Sunday, October 30, 2005

Is Our Children Learning?

This week, the state department team of evaluators will be visiting my school. This will be their second week in the district. The first week, they visited the Middle School, where my three roommates teach. The principal and the teachers were interviewed, observed, and evaluated. The principal and several of the teachers, including one of my roommates, failed to meet expectations. This means that the state will continue to visit and observe those teachers, and changes may be made at the higher levels of the administration.

To prepare for the visit, we had several speakers. The speakers told us how to prepare for the visit, down to giving us the correct answers to the interview questions. Everyone except first year teachers had to prepare a portfolio to turn in to the state, giving evidence of student progress under their teaching, professional development, and taking initiative to improve the school. We will all be visited twice in the classroom. They will be looking for how well we follow state standards, whether our children are engaged, how we respond to misbehavior, etc. Then we will have an interview about how we assess the kids, how we diagnosed them, etc. We aren't jsut being evaluated on the answers we give, though. We will also be evaluated on how well we communicate orally and in written documents. I don't think that will be a problem for me, but for some of the teachers in my school, it may be. (Conjugation, what?)

→ **SUPPLIED DATA**:

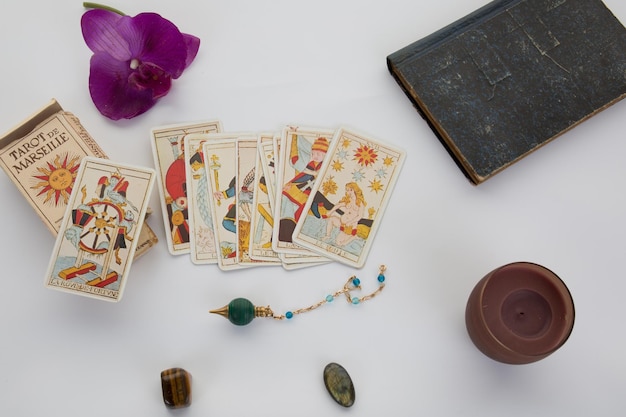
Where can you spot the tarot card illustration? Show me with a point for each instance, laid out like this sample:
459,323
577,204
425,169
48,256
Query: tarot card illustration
201,235
98,236
247,153
169,159
262,218
302,152
221,170
349,199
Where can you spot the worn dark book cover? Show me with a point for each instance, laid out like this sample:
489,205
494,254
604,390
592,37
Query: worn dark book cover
513,75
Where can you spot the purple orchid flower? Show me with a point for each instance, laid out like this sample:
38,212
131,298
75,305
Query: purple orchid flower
134,60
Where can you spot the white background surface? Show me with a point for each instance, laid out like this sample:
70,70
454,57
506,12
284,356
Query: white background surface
261,65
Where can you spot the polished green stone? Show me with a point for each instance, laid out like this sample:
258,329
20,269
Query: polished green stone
339,384
240,311
176,385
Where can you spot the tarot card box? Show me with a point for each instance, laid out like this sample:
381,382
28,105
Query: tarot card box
41,156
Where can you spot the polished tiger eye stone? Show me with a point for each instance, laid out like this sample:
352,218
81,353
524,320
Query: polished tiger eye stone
339,384
176,385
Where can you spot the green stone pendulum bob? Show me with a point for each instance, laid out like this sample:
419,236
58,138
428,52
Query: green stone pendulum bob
241,311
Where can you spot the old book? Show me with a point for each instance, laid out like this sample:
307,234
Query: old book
510,77
41,156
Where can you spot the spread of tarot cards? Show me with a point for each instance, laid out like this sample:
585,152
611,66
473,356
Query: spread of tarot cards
97,238
298,197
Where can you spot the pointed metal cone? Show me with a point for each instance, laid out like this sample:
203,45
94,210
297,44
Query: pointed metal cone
221,311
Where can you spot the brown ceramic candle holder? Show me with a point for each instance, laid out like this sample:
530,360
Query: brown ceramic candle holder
519,313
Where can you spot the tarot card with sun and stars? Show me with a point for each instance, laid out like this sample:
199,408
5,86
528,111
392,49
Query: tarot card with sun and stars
99,232
349,198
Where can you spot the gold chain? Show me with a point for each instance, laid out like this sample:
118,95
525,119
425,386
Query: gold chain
353,283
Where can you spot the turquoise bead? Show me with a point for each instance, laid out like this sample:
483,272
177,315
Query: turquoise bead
240,311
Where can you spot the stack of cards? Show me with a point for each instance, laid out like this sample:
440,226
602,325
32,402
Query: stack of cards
295,198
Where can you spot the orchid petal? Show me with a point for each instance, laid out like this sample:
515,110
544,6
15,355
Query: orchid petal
193,45
158,41
134,61
110,92
100,32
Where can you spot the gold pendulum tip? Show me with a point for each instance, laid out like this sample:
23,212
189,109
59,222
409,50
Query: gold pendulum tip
221,311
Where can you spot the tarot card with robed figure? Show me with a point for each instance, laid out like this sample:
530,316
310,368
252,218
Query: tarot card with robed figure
201,233
220,153
302,152
349,199
262,217
98,235
168,148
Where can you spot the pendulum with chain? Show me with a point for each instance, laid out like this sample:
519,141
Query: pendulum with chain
241,311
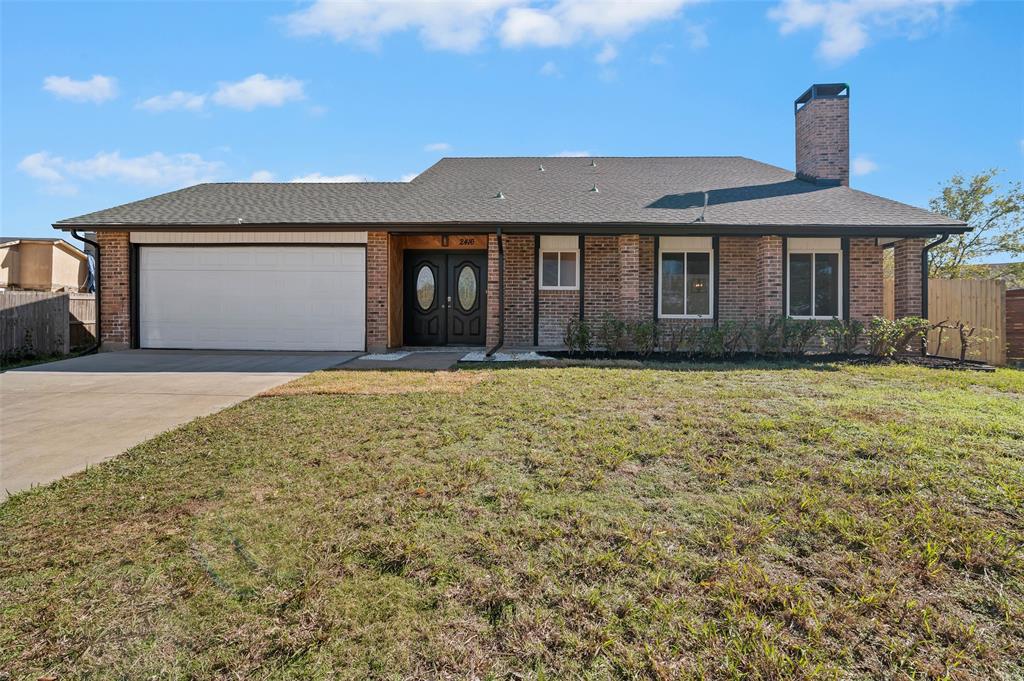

→ **WHAT THE EXERCISE ASKS**:
Answer these questions using the post about the state evaluation visit:
1. Which school did the evaluators visit during their first week in the district?
2. Which teachers were not required to prepare a portfolio?
3. Apart from the answers teachers give, what else will they be evaluated on?

→ **WRITTEN SOLUTION**:
1. The Middle School.
2. First year teachers.
3. How well they communicate orally and in written documents.